*Fragmento fuente*.
# # #

Nombre:   Bernardino Wilson

El que le visitó:  Felix Fernandez

Fechas de la visita:  June 2012

Cual aspecto del ministerio te dio más gusto al enseñar?  Porqué? 

El ministerio infantil,el servicio de la iglesia hacia lacomunidad,ya que tenemos acercamiento con toda la comunidad  mostrando al cristo encarnado,identificandono con los problemas sociales, espirituales, educativos, emocionales en nuestra comunidad.el ministerio de servicio.

Cual aspecto del ministerio fue difícil enseñar?  Porqué?

El  ministerio  de los jovenes ya que dicho ministerio sube y baja ya que los estudiantes al terminar la educación media emigran  hacia la ciudad y tienen que dejar la comunidad.

# # #

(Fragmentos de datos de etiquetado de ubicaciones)
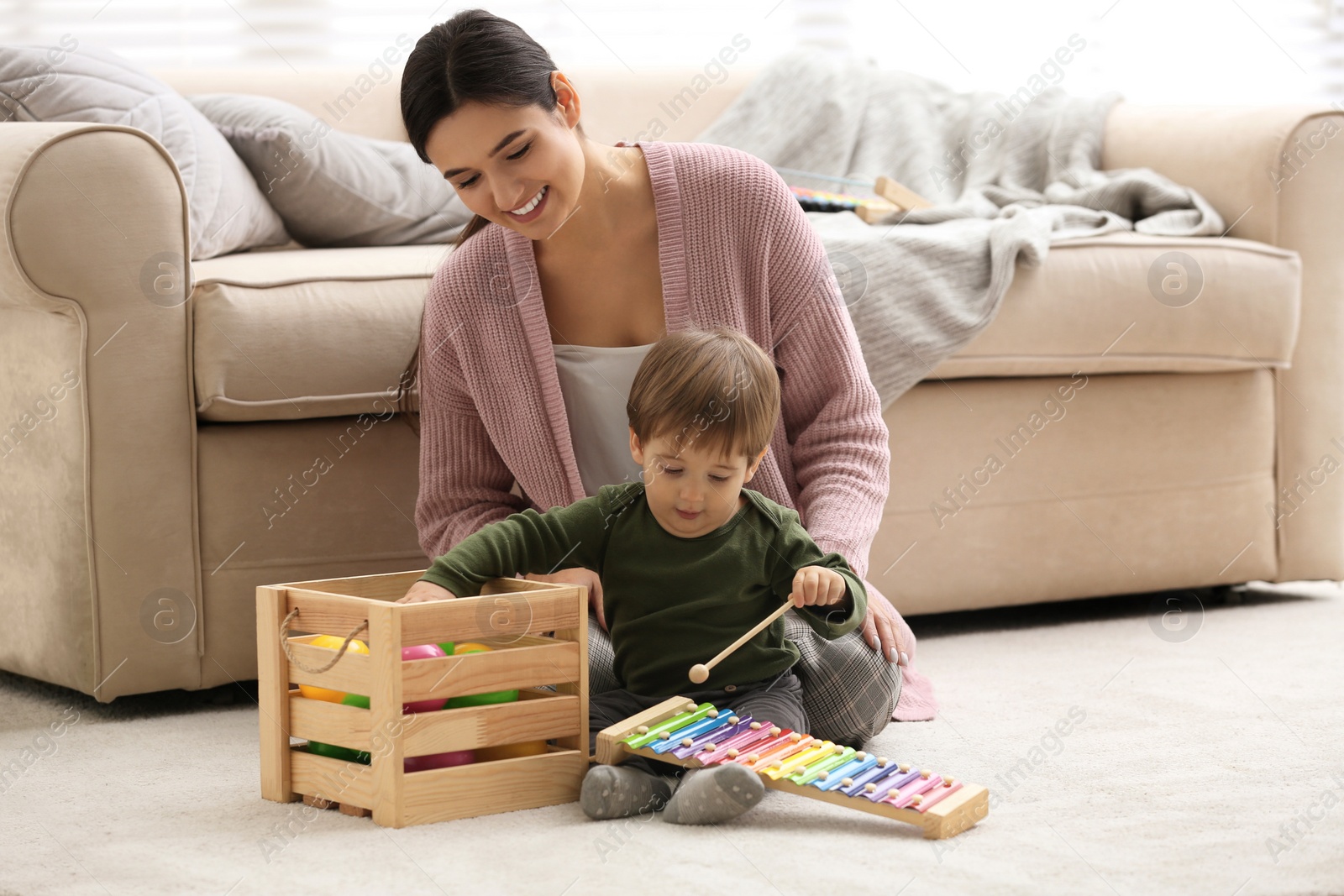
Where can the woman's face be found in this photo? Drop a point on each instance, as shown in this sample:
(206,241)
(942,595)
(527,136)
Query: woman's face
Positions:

# # #

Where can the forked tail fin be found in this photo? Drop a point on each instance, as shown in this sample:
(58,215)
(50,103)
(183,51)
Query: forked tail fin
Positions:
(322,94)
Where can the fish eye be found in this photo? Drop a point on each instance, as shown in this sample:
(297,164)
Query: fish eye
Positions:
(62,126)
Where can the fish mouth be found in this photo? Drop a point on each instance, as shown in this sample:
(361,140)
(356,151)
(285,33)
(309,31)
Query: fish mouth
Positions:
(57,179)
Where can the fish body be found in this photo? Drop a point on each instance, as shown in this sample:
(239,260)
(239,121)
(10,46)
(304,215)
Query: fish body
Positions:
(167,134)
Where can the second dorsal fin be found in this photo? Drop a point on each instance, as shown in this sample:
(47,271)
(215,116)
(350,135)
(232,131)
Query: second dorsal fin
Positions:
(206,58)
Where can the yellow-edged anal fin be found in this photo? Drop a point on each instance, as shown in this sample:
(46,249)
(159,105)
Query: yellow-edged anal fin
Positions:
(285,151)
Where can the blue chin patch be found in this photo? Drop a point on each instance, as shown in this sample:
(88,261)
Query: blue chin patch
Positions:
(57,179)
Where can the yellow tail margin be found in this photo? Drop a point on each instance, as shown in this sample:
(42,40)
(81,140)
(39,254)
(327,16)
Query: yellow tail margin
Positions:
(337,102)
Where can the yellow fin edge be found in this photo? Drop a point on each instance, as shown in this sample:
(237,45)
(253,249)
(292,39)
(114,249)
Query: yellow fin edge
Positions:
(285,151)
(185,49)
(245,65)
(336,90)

# # #

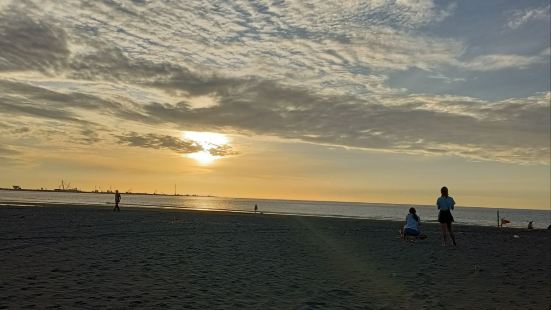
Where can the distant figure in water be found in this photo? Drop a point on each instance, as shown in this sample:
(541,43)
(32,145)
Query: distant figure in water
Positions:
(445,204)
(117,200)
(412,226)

# # #

*Tareas*.
1. Enumera todas las líneas del listado que contienen la cadena "Query".
2. Por favor, retoma el informe de la visita ministerial justo después de su última frase y continúalo.

*Resultados por tarea*.
1.
Query: woman's face
Query: forked tail fin
Query: fish eye
Query: fish mouth
Query: fish body
Query: second dorsal fin
Query: yellow-edged anal fin
Query: blue chin patch
Query: yellow tail margin
Query: yellow fin edge
Query: distant figure in water

2.
Qué aprendiste de ti mismo o de tu propia cultura por medio de ser el anfitrión?

Aprendi de la humildad que presento el pastor felix durante estos días adaptándose a nuestra cultura,de que nosotros tenemos que ofrecer a travez de nuestros ministerios,no estamos para recibir sino para dar.

Describe los momentos en que sentiste orgulloso de tu cultura?

me sentí orgulloso de mi gente,el trato que le dan a la visita,la seguridad de ministrar y dirigir los servicios haciendo lo cotidiano en ambos idiomas,kreol y español.

Describe los momentos, si hubo, en que sentiste avergonzado o inseguro de tu cultura? 

No me sentí vergonzado en nada.

Cómo fue la experiencia para tu familia?  Para tu iglesia?

mi familia se sintió muy contento al recibir a felix nos sentíamos en familia,ya era parte de nuestra familia.la iglesia se sintió muy contento  con su presencia  lo celebraron y le celebraron una despedida a la hora de  irse a su país.

Cuando venga el próximo invitado para visitarte, que piensas mejorar del su plan para discipularle a él en este modelo del GDN?

Pienso mejorar en la disponibilidad del tiempo  y recibirlo mejor.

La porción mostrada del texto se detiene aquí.